Exercise objective -
All of the data, from the first line to the last, should be reproduced without alteration.

Stored items -
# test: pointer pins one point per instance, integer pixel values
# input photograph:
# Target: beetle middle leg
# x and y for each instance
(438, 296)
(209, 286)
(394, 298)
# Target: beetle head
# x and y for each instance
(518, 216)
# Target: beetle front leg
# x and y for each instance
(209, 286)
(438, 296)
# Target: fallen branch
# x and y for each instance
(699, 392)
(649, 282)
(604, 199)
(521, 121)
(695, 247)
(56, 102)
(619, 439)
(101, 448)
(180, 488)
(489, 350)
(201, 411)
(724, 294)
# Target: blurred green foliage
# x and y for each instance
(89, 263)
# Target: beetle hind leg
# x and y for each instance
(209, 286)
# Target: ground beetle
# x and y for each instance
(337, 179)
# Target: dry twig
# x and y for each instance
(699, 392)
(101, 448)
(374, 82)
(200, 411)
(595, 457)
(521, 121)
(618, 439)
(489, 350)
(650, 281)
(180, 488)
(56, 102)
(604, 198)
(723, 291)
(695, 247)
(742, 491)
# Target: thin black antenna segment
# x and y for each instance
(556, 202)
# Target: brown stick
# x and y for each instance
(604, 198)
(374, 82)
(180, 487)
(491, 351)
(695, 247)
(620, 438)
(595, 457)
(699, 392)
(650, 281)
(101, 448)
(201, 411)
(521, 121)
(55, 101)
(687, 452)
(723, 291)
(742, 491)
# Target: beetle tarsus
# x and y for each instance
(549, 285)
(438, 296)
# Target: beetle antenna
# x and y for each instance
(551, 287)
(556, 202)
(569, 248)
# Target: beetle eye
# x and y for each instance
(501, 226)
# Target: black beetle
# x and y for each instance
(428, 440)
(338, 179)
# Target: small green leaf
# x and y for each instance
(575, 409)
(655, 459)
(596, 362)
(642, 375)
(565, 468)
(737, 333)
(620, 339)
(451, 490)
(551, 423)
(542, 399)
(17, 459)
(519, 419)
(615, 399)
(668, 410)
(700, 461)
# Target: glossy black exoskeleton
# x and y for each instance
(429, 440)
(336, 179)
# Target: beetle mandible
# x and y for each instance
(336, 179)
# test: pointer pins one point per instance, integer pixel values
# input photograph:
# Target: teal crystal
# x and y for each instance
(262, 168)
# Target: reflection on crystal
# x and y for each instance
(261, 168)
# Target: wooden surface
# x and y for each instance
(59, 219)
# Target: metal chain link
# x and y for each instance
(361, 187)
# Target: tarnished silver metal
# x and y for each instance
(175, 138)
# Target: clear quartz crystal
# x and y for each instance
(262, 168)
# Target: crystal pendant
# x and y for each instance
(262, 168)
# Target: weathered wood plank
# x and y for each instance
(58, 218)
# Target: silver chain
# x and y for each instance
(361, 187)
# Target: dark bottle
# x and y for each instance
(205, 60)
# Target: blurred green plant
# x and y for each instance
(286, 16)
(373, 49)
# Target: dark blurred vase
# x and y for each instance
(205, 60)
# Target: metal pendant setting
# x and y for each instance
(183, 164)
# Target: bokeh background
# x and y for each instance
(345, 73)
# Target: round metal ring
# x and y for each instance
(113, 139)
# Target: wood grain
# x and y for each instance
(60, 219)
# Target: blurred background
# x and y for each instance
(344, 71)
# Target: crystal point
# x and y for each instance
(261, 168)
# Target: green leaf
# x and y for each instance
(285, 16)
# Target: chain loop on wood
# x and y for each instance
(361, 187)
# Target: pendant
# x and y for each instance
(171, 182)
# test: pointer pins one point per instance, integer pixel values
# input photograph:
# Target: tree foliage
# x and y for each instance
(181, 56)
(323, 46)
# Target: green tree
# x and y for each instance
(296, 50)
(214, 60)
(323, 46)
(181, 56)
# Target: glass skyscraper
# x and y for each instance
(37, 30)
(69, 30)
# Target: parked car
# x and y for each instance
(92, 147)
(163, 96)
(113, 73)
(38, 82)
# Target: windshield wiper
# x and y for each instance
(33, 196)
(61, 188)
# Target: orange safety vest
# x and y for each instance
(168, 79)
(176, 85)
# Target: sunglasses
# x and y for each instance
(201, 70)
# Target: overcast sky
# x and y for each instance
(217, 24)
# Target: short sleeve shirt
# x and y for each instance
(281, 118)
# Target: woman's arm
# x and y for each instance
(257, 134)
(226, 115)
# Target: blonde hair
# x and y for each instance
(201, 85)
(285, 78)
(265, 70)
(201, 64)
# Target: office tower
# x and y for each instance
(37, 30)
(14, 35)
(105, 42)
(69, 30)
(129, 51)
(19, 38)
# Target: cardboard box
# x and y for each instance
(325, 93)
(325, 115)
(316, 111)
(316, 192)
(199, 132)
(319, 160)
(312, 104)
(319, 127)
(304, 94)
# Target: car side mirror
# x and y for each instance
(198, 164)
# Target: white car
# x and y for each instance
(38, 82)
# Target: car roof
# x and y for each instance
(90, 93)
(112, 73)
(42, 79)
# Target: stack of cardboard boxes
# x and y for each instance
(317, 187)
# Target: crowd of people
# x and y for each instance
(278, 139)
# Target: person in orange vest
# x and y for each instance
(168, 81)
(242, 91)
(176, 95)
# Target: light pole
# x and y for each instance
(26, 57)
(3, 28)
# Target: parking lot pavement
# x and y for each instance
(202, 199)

Answer -
# test: pointer pins one point per instance, integer pixel values
# input photograph:
# Target: beetle middle leg
# x and y for each instance
(438, 296)
(209, 286)
(394, 298)
# Target: beetle head
# x and y for each instance
(518, 216)
# Target: beetle front leg
# x and y for each instance
(209, 286)
(438, 296)
# Target: fallen branch
# x and y for each instance
(699, 392)
(649, 282)
(604, 199)
(521, 121)
(695, 247)
(56, 102)
(619, 439)
(101, 448)
(180, 488)
(489, 350)
(201, 411)
(724, 294)
# Target: blurred green foliage
# x and y for each instance
(89, 263)
# Target: beetle hind leg
# x and y for each instance
(209, 286)
# Target: ground beetle
# x and y for each instance
(337, 179)
# Target: dry twig
# x and y for each instance
(699, 392)
(101, 448)
(374, 82)
(200, 411)
(595, 457)
(521, 121)
(618, 439)
(489, 350)
(650, 281)
(180, 488)
(56, 102)
(604, 198)
(723, 291)
(695, 247)
(742, 491)
# Target: thin black antenna segment
# x and y for each instance
(556, 202)
# Target: brown stick
# x and y for each instance
(604, 198)
(374, 82)
(180, 487)
(491, 351)
(695, 247)
(620, 438)
(595, 457)
(699, 392)
(650, 281)
(101, 448)
(201, 411)
(521, 121)
(55, 101)
(687, 452)
(723, 291)
(742, 491)
# Target: beetle tarsus
# x and y for each instance
(549, 285)
(438, 296)
# Target: beetle antenna
# x and y for each instance
(551, 287)
(556, 202)
(569, 248)
# Target: beetle eye
# x and y for each instance
(501, 226)
# Target: black beetle
# x and y for each instance
(428, 440)
(338, 179)
# Target: small green leaf
# x and y for each instance
(575, 409)
(655, 459)
(596, 362)
(642, 375)
(565, 468)
(737, 333)
(620, 339)
(451, 490)
(551, 423)
(542, 399)
(17, 459)
(519, 419)
(615, 399)
(668, 410)
(700, 461)
# Target: glossy black exoskeleton
# x and y for each instance
(429, 440)
(336, 179)
# Target: beetle mandible
# x and y for each instance
(336, 179)
# test: pointer pins one point per instance, integer pixel values
# input photograph:
# Target: teal crystal
# x and y for each instance
(262, 168)
# Target: reflection on crystal
# x and y for each instance
(261, 168)
# Target: wooden surface
# x and y for each instance
(59, 219)
# Target: metal chain link
# x and y for each instance
(361, 187)
# Target: tarnished silver metal
# x and y for each instance
(175, 138)
# Target: clear quartz crystal
# x and y for each instance
(262, 168)
# Target: crystal pendant
# x and y for each instance
(262, 168)
# Target: weathered wood plank
# x and y for each instance
(58, 218)
# Target: silver chain
# x and y for each instance
(361, 187)
# Target: dark bottle
# x and y for each instance
(205, 60)
# Target: blurred green plant
# x and y for each instance
(286, 16)
(373, 49)
# Target: dark blurred vase
# x and y for each instance
(205, 60)
# Target: metal pendant setting
# x and y for each instance
(183, 164)
# Target: bokeh background
# x and y for each instance
(345, 73)
# Target: round metal ring
# x and y for each instance
(113, 139)
# Target: wood grain
# x and y for each instance
(60, 219)
# Target: blurred background
# x and y for each instance
(344, 71)
# Target: crystal point
# x and y for each instance
(261, 168)
# Target: green leaf
# x and y for each instance
(285, 16)
# Target: chain loop on wood
# x and y for each instance
(361, 187)
# Target: pendant
# x and y for each instance
(171, 182)
# test: pointer pins one point per instance, integer pixel values
# input photograph:
# Target: tree foliage
# x and y for each instance
(181, 56)
(323, 46)
# Target: green tree
# x and y for each instance
(296, 50)
(214, 60)
(323, 46)
(181, 56)
# Target: glass skyscraper
# x and y for each instance
(37, 30)
(69, 30)
# Target: parked car
# x and y for each instance
(92, 147)
(163, 96)
(113, 73)
(38, 82)
# Target: windshield wiper
# x and y for each instance
(33, 196)
(61, 188)
# Target: orange safety vest
# x and y for each instance
(168, 79)
(176, 85)
# Target: sunglasses
# x and y for each instance
(201, 70)
# Target: overcast sky
# x and y for each instance
(217, 24)
# Target: short sleeve shirt
# x and y for each instance
(281, 118)
# Target: woman's arm
# x and y for each instance
(257, 134)
(226, 115)
# Target: blonde hair
# x and y for each instance
(201, 85)
(285, 78)
(265, 70)
(201, 64)
# Target: office tower
# x and y for each instance
(37, 30)
(14, 35)
(105, 42)
(69, 30)
(129, 51)
(19, 38)
# Target: cardboard box
# x and y for each instance
(325, 93)
(325, 115)
(316, 111)
(316, 192)
(199, 132)
(319, 160)
(312, 104)
(319, 127)
(304, 94)
# Target: car side mirror
# x and y for each instance
(198, 164)
# Target: white car
# x and y for each instance
(38, 82)
# Target: car roof
# x and y for each instance
(90, 93)
(112, 73)
(42, 79)
# Target: stack of cardboard boxes
# x and y for each instance
(317, 187)
# Target: crowd of people
# x and y for each instance
(278, 139)
# Target: person in orange vest
# x and y for each instance
(168, 81)
(242, 91)
(176, 95)
# Target: light pole
# x and y for each instance
(26, 57)
(3, 28)
# Target: parking lot pavement
# x and y for each instance
(202, 199)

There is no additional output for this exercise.